***** 本文

大課長やコンサルがはびこる企業に未来はない?

きょうの朝日新聞くらし面に、企業にはびこる「大課長」問題の記事が載っていて面白く読ませてもらいました。会社員を14年前に卒業した私からすると、社内の階層にまつわる話は無縁でどうでもいいように思えます。しいて言えば、大企業だろうが、零細企業だろうが、あるいは官公庁でも、社長マインドをもった人がいなければ、事業の継続もままならないだろうし、内部の社員が仕事に携わっていても楽しさや誇りは感じられないのではないかと思います。
記事中では、社長の役割にも触れてあって、それによると次の4点となっていました。
(1)会社の中期重要推進テーマの策定・決定
(2)中期的重要テーマの推進を役員にミッションとして渡す
(3)中期的重要テーマの進捗モニタリングをする
(4)中期的な重要テーマを推進できる人を登用する
私が注目するのは、上記(1)と(4)です。(4)の前提として、社内に仕事ができる人材を養成しておかなければなりません。ところが、(1)のテーマ策定や(4)の人材養成を安易に外部のコンサルに投げてお任せの企業はうまく事業が回っていかない気がします。大課長上がりの大部長の社長であれば、コンサルを入れればそれで自分の仕事が終わったと勘違いしてしまうのかもしれません。
逆に言えば、こうした重要な役割を内製化できないようでは、ろくな計画も立案できないし、事業を推進できるスキルをもった集団にはいつまで経ってもなれないと思います。最近は地方の行政の計画づくりにもそうした傾向が見られますし、先行きに不安を感じる若手の自治体職員の退職も目立ちます。
結局社長にとって代わる人材が育っていない企業(地方自治体も)に未来はないのではと考えます。

**********
***** 提供データ

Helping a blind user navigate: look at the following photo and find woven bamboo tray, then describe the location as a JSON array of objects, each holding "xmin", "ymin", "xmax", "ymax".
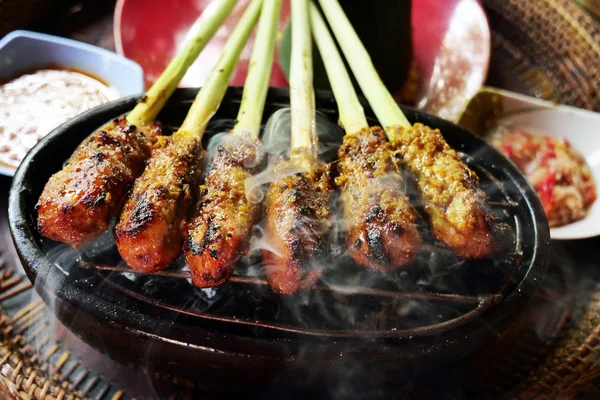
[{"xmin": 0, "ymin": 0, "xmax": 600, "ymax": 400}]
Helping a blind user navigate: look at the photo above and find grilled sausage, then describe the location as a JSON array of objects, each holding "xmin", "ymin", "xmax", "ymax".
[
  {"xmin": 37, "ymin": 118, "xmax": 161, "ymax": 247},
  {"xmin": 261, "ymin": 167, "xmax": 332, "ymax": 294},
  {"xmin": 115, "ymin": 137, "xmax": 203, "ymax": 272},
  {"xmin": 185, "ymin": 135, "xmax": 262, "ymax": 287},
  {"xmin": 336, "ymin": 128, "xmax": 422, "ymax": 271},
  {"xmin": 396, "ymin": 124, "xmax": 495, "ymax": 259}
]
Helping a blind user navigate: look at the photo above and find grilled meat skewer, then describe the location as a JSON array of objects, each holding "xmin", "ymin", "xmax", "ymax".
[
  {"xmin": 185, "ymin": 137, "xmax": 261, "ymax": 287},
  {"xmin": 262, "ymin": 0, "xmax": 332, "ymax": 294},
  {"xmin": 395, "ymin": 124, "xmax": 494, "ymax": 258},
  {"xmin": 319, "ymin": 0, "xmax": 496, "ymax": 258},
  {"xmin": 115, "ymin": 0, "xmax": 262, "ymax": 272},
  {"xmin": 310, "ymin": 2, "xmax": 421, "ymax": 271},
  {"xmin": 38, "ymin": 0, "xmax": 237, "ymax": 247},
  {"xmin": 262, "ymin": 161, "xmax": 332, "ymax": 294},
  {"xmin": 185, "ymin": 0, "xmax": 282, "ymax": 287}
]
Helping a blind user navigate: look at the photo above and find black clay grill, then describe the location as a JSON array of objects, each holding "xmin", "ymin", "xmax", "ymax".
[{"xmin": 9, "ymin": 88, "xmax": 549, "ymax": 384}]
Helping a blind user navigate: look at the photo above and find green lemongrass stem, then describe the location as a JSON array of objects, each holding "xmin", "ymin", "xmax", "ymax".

**********

理解の確認
A. 本文で、記事が示す社長の役割をすべて挙げてください。
B. 大課長とコンサルを扱った本文を、最後の文の後から書き継いでください。
データはここでは使いません。

各問の解答
A.
・会社の中期重要推進テーマの策定・決定
・中期的重要テーマの推進を役員にミッションとして渡す
・中期的重要テーマの進捗モニタリングをする
・中期的な重要テーマを推進できる人を登用する

B.
https://digital.asahi.com/articles/AST1P3V1BT1PULLI004M.html

これは外交でもディールでもない

きょうは米国大統領執務室での衝撃的な公開口論の映像が世界に流れました。
トランプやバンスが話し相手に人差し指を向けてまくし立てるさまは、およそ外交の場には似つかわしくなく、世界中で呆れてしまったかと思います。忠誠心の高さだけが売りの政権高官らが同じ部屋にいましたが、誰も止めようとはしません。
ですが、あまりのレベルの低さが面白過ぎて私自身何度も見入ってしまいました。プーチンもおそらくニヤつきながらこの映像を見たかと思います。
もともとトランプは不動産ディベロッパーですから、ウクライナの鉱物資源権益のことしか頭にありません。
平和構築のためにどう行動すべきか、外交について歴史から何も学んでいない人物が、世界に影響を与えていると知ると、面白がって笑っている場合でもないワケですが…。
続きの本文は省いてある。